(begin)

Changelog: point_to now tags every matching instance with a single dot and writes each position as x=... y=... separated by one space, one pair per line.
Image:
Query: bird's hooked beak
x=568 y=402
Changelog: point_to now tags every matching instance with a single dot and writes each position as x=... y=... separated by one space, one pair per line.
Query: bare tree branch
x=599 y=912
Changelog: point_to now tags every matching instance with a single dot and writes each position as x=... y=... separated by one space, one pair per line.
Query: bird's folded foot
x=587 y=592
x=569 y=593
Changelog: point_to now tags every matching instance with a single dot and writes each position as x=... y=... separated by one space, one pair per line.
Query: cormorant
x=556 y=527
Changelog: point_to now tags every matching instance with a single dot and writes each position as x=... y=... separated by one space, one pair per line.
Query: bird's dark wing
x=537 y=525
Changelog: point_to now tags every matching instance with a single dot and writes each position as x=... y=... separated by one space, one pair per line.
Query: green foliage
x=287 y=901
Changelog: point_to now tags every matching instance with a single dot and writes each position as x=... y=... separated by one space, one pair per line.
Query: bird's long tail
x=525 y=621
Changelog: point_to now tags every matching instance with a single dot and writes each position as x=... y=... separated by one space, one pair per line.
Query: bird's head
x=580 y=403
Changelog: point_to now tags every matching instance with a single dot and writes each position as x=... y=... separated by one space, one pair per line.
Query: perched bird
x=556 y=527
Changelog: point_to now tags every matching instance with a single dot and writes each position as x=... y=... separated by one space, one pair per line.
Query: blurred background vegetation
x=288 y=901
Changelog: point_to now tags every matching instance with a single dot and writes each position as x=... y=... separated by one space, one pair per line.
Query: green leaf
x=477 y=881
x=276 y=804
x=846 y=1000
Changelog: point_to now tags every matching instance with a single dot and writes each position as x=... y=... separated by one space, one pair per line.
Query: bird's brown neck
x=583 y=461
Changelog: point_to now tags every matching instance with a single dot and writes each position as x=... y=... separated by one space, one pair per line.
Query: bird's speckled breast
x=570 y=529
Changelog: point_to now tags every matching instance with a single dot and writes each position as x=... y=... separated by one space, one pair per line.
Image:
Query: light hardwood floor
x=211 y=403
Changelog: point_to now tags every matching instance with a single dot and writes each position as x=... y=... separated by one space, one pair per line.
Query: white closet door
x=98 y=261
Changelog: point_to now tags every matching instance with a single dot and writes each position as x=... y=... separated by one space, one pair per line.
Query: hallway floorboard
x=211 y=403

(end)

* _Work to complete_:
Copy out, unchanged, the lines from the start of the records through the line with "x=568 y=402", including both ends.

* _Exercise response_:
Changelog: point_to now tags every matching instance with a single dot and writes each position as x=... y=... separated by one space, one pair per line.
Image:
Query: bird's hooked beak
x=568 y=402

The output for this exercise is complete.